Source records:
>>>>>
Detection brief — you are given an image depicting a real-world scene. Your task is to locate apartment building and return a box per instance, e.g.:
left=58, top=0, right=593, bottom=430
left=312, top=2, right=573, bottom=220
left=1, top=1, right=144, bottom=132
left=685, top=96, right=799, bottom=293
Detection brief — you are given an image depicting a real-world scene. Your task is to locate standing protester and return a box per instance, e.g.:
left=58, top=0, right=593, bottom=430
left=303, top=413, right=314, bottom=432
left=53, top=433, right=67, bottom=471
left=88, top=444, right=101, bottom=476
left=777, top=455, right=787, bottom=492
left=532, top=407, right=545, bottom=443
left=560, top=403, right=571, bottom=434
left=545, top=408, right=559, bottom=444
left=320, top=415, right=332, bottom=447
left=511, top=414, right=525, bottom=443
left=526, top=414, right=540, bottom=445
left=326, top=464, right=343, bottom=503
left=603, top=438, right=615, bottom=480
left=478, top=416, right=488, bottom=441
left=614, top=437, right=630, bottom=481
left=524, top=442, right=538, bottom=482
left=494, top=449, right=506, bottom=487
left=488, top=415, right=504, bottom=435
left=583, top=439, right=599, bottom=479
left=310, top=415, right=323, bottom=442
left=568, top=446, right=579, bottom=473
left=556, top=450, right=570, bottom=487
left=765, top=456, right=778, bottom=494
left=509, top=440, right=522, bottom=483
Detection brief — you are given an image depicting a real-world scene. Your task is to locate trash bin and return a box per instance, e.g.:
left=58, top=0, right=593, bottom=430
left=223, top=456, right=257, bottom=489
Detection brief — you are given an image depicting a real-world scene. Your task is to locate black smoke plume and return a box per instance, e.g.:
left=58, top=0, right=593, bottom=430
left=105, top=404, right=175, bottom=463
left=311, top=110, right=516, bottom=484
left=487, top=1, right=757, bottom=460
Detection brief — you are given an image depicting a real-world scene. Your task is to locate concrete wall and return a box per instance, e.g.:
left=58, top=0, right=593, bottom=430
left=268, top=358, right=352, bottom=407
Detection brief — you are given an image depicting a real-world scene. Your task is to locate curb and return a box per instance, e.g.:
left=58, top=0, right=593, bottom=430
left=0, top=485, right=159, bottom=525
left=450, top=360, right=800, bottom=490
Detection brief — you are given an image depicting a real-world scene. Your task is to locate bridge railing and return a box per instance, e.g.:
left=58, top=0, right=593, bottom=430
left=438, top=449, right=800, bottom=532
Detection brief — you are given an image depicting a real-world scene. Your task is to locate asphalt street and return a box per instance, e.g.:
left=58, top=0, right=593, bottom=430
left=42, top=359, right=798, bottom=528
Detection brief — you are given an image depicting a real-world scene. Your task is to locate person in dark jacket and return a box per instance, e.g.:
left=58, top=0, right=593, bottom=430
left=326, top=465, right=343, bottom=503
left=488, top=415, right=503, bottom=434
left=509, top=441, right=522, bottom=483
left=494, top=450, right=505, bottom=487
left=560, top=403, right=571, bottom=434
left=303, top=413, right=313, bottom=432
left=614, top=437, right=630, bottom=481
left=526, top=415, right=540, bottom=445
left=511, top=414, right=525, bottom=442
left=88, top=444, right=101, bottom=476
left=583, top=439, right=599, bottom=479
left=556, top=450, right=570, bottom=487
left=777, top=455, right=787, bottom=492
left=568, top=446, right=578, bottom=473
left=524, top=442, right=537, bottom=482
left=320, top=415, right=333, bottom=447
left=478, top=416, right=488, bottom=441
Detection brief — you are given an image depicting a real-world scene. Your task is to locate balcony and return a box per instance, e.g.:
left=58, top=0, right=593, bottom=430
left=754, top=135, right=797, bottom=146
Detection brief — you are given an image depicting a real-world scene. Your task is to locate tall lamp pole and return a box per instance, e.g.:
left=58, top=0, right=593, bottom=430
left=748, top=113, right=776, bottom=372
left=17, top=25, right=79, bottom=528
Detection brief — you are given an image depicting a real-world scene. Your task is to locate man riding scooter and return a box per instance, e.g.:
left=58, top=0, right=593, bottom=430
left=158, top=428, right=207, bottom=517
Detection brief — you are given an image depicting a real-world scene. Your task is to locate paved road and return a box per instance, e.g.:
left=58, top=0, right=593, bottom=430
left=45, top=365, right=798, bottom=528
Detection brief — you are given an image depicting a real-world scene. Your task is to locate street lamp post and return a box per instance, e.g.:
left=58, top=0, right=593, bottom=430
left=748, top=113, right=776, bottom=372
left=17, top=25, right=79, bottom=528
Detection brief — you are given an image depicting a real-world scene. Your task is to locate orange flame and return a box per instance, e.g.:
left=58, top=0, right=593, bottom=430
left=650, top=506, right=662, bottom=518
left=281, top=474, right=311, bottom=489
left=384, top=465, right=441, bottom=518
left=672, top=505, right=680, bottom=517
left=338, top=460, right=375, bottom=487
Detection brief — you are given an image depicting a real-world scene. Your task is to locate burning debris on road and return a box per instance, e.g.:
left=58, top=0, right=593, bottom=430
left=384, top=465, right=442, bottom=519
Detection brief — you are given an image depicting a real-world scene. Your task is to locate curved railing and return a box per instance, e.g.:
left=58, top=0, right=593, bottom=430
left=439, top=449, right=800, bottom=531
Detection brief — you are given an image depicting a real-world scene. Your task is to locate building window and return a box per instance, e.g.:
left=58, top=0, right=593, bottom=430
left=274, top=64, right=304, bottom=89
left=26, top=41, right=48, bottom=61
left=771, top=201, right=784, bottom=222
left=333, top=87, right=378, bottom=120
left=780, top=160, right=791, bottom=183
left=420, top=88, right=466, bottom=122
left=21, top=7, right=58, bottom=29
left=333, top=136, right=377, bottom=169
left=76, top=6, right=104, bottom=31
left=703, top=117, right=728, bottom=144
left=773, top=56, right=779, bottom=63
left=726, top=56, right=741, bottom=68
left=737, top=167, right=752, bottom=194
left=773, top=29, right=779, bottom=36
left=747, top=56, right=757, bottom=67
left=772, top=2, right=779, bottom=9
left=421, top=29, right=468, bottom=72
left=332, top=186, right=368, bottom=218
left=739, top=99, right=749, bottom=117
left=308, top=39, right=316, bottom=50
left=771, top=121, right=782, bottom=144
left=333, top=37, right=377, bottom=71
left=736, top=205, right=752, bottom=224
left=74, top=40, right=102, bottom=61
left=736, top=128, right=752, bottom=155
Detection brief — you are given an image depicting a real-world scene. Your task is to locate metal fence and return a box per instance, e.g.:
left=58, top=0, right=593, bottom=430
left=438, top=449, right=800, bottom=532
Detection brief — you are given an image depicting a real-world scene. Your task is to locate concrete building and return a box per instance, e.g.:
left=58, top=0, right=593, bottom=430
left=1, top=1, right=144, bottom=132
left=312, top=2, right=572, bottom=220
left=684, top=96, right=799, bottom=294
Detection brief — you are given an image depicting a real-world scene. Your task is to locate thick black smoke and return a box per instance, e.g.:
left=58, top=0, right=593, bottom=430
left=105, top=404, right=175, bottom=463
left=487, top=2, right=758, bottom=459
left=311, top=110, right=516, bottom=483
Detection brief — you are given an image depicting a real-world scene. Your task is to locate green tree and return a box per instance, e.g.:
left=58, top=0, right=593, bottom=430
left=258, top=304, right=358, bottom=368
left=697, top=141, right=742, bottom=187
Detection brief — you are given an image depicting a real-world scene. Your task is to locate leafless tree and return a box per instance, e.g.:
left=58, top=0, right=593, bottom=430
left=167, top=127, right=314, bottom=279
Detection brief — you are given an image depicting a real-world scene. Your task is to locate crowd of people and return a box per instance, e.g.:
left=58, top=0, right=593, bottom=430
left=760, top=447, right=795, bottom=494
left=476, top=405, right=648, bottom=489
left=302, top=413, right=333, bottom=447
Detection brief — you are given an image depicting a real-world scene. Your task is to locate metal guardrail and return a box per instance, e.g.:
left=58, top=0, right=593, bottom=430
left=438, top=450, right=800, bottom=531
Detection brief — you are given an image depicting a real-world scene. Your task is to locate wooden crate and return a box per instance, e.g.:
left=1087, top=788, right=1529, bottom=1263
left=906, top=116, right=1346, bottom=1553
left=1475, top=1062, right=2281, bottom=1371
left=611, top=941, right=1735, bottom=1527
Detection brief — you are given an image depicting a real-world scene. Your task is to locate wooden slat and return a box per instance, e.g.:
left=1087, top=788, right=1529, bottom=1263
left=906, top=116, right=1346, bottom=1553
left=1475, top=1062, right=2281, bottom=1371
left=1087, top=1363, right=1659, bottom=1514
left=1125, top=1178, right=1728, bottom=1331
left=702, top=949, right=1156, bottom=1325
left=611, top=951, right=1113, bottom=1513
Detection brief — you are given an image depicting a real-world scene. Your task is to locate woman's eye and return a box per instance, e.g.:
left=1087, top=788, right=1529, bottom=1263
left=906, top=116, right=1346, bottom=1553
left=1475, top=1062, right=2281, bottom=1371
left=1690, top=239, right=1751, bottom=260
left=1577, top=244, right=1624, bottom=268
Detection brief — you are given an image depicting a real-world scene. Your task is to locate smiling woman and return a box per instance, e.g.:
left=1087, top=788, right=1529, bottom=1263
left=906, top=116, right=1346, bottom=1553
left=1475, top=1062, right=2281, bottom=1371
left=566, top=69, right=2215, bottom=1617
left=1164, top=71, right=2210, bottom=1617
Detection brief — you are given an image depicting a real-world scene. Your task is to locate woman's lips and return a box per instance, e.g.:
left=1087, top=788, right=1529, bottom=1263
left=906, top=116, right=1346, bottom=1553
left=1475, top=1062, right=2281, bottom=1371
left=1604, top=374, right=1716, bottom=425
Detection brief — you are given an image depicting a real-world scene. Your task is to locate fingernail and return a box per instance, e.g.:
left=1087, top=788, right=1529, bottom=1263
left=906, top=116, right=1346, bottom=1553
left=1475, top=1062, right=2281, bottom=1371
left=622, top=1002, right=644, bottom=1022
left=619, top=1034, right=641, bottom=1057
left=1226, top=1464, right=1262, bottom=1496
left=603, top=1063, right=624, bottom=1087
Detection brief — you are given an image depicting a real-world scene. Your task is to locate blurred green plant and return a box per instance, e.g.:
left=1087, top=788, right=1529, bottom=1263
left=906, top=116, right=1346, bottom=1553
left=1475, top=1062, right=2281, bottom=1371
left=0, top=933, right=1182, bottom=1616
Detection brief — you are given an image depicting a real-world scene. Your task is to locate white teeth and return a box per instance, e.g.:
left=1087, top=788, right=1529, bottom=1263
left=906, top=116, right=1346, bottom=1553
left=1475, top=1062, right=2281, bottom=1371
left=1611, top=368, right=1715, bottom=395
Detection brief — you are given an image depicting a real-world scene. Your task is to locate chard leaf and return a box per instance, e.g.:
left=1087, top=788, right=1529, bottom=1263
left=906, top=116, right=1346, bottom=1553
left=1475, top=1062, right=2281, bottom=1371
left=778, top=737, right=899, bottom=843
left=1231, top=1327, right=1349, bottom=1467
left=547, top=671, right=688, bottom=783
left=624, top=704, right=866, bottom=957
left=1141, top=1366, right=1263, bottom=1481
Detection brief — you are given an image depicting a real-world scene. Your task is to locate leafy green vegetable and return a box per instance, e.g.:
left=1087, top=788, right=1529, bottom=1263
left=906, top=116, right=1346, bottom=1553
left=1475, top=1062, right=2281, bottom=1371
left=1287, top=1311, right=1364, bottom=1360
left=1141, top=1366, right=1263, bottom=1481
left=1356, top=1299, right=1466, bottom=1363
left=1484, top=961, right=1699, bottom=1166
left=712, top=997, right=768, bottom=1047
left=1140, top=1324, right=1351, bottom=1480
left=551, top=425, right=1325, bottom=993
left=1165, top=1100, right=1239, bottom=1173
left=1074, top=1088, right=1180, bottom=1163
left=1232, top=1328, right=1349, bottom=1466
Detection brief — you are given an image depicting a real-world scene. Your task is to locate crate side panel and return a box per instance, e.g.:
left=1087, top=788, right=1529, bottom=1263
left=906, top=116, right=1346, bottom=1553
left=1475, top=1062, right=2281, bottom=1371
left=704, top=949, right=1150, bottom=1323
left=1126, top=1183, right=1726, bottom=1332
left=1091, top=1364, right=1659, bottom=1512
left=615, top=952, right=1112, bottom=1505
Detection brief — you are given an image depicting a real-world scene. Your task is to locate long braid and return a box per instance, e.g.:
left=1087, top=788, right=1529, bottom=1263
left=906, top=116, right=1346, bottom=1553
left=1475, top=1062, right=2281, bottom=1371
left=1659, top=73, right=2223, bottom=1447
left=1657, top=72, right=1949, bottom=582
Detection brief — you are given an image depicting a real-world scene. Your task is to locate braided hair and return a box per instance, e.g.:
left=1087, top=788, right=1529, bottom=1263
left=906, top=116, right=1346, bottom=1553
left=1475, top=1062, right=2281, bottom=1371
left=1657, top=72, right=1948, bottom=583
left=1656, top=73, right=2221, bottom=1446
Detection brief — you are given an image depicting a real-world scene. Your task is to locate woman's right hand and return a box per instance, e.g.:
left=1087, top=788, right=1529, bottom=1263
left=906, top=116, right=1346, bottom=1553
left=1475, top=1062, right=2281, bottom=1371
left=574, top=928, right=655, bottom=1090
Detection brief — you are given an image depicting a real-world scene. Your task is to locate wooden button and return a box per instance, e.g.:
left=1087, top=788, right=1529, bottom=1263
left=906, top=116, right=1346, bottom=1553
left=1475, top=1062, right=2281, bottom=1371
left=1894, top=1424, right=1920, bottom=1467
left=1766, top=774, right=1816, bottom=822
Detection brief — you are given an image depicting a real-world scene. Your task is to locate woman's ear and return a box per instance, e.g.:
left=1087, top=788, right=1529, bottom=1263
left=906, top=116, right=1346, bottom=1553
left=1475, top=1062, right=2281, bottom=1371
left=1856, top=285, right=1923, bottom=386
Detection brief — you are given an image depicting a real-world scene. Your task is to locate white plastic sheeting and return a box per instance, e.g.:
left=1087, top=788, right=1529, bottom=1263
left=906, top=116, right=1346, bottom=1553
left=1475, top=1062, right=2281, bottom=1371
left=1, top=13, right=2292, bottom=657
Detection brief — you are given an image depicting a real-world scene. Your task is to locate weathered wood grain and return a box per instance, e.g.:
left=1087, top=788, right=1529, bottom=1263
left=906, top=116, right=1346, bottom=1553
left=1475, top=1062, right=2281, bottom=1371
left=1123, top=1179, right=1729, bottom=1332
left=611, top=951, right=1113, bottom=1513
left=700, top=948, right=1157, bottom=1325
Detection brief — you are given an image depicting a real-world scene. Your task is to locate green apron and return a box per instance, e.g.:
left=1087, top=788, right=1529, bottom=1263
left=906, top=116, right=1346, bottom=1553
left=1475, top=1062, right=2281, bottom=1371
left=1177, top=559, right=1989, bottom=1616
<<<<<
### Exercise
Scan the records for the word "metal", and copy each line where it is found.

### Problem solution
Detection brief — you are given an image depicting a real-world scene. Your task is to locate metal fence and return a box per instance, e.g.:
Detection brief — you are given an image depicting a real-world scene. Your task is to locate metal guardrail and return a box per instance, e.g.:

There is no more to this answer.